* _WRITTEN REQUEST 1_: According to the regex thread, what is true of an assertion's whole parenthesized construct?
* _WRITTEN REQUEST 2_: Set down word for word the passage in the regex thread starting with "The way I understand" and going on through "on negative lookaheads?".
* _WRITTEN REQUEST 3_: Resume the regex thread, carrying on from after its final sentence.

* _DOCUMENT SEGMENT_:
----
Regular expressions: using $

Hi All :slight_smile:

Hope all is well

I have a question regarding the $ character in regexs

In the following expression, why doesn’t it match the pattern below?

let myRegex = /^(a)(?!b)$/;
let myString = "an";
result = test.myRegex(myString); // returns false 

The way I understand the regex is:

  • Match first capture group if it is not followed by the pattern in negative lookahead
  • Ensure first capture group is at the beginning of the pattern
  • Whatever doesnt match the negative lookahead must be at the end of the pattern

But what appears to be happening is the pattern inside the negative lookahead is ignored by the $ boundary assertion entirely, and it only sees the first capture group, so when there are more patterns than allowed for in the first capture group it fails to match the entire pattern.

Is this understanding correct? do end of pattern assertions not work on negative lookaheads?

Thanks for taking the time to read this!

D.W.

EDIT:
On the other hand, inserting the boundary assertion inside of the negative lookahead does make this work; which is a curious result to me…

let myRegex = /^(a)(?!b$)/; // returns true when tested against \"am\"

Assertions do not consume what they assert, which is to say the whole parenthesized construct of an assert is “zero-width”.
----
* _DATA EXTRACT_:
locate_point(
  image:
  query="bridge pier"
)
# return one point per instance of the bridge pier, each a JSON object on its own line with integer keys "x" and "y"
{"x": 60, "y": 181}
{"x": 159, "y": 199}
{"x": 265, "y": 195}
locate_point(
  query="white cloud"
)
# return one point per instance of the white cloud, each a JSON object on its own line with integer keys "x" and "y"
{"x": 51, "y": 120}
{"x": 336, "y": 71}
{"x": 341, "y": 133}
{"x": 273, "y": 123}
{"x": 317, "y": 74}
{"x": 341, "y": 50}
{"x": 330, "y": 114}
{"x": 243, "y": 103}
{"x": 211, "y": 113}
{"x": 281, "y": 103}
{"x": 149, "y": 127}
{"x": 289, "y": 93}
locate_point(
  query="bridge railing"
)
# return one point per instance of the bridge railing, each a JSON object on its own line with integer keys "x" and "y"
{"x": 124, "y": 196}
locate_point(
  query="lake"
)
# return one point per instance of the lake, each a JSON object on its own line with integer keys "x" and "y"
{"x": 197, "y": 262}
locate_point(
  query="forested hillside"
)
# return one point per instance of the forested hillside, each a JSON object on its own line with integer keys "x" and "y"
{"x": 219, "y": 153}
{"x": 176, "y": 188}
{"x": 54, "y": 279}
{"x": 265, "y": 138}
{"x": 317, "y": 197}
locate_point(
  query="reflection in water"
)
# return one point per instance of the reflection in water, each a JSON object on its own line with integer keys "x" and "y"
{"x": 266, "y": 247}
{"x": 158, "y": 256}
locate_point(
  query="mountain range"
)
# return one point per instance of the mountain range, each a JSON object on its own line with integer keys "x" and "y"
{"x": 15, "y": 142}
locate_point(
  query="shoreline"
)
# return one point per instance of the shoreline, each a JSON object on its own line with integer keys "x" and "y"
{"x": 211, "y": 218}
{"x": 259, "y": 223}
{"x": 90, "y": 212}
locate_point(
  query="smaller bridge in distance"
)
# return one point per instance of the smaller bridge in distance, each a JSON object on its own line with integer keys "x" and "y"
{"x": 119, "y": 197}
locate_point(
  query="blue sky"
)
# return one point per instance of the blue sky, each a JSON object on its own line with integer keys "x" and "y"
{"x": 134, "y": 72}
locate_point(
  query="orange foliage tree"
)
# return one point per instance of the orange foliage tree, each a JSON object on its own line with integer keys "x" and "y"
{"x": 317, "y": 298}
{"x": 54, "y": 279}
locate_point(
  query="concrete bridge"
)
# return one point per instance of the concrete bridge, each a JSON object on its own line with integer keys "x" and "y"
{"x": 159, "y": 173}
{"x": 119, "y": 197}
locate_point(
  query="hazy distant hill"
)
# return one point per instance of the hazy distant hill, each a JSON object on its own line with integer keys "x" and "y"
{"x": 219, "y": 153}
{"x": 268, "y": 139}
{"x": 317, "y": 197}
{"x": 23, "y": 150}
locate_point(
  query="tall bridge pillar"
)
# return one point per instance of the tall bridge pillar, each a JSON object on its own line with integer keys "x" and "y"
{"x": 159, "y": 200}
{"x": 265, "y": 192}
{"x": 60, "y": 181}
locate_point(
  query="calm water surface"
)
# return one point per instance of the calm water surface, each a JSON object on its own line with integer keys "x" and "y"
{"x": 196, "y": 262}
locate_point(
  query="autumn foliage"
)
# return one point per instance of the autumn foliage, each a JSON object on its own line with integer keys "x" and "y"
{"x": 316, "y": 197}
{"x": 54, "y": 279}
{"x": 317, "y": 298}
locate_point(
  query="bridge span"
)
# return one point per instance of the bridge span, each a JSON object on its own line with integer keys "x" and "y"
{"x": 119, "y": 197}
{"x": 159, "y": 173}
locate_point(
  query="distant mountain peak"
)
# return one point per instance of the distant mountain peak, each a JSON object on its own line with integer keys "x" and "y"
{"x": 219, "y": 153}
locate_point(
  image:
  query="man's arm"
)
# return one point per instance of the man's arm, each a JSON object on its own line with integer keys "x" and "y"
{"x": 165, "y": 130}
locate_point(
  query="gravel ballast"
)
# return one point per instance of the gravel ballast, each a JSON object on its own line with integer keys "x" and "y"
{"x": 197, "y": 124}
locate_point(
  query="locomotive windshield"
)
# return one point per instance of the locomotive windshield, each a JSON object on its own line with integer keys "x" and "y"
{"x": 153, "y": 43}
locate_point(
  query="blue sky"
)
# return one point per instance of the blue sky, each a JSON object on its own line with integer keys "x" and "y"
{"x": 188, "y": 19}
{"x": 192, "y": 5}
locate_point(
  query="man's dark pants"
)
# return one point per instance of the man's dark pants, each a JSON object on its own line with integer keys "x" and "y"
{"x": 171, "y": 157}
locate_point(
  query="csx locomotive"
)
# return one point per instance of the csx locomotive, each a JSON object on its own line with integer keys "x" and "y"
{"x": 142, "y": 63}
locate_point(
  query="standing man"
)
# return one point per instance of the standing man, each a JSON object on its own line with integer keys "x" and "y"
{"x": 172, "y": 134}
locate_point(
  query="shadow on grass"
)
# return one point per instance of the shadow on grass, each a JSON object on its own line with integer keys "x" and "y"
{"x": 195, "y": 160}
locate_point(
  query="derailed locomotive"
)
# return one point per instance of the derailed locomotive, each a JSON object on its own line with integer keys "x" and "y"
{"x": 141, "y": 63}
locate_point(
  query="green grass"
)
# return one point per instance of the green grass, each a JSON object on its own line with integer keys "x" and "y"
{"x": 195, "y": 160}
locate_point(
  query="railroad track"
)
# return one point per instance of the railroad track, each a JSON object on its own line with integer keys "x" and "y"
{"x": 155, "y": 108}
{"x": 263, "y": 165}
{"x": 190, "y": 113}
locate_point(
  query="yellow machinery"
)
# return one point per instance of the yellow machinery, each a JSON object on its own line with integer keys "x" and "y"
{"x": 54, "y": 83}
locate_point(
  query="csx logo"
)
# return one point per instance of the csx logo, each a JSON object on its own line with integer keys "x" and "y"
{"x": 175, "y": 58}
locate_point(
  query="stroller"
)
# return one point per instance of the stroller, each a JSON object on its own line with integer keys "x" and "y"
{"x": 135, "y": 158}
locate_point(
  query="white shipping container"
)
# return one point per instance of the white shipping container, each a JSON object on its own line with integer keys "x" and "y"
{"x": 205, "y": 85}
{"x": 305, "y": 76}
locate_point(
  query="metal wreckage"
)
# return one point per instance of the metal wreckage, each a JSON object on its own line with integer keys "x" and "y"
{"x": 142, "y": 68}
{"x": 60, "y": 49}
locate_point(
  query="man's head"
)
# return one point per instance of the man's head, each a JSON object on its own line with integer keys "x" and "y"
----
* _OUTPUT 1_: It is zero-width, because assertions do not consume what they assert.

* _OUTPUT 2_:
The way I understand the regex is:

  • Match first capture group if it is not followed by the pattern in negative lookahead
  • Ensure first capture group is at the beginning of the pattern
  • Whatever doesnt match the negative lookahead must be at the end of the pattern

But what appears to be happening is the pattern inside the negative lookahead is ignored by the $ boundary assertion entirely, and it only sees the first capture group, so when there are more patterns than allowed for in the first capture group it fails to match the entire pattern.

Is this understanding correct? do end of pattern assertions not work on negative lookaheads?

* _OUTPUT 3_:
Keeping that in mind: your first regex matches “a” at the start; then it asserts that the next character is not b (it’s “n” so it passes) but does not consume any of myString; finally it attempts to match the end of the string, but tries to match it against “n” and fails.

The solution should be clear: add a dot afterward so it matches something before the end of the string.

As for the second example, it works because it matches “a” at the start, then asserts that the rest of the string does not match b$. The “n” satisfies that, then the regex terminates successfully at the end.

1 Like

Hello @chuckadams

Thank you for your quick response :slight_smile: much appreciated.

There is one part that I would like to confirm I have a clear understanding of however,

What I’ve understood from this is:

  • The regex can be seen as parsing the pattern from left to right
  • When it comes across a lookahead, it doesn’t actually progress forward to the next pattern after the instruction/assertion has been processed
  • So in a way, you can see “n” as being parsed/processed twice; once for the lookahead, and again when the regex is looking to match “$” to the end of the pattern, instead finding “n” and returning false.

Is this in the right direction?

Thanks again!

.

You described it pretty much exactly: asserts scan the text, and if the assertion fails, the whole match fails. Otherwise, the regex matcher goes back and starts scanning from where it left off, which is where the assert began.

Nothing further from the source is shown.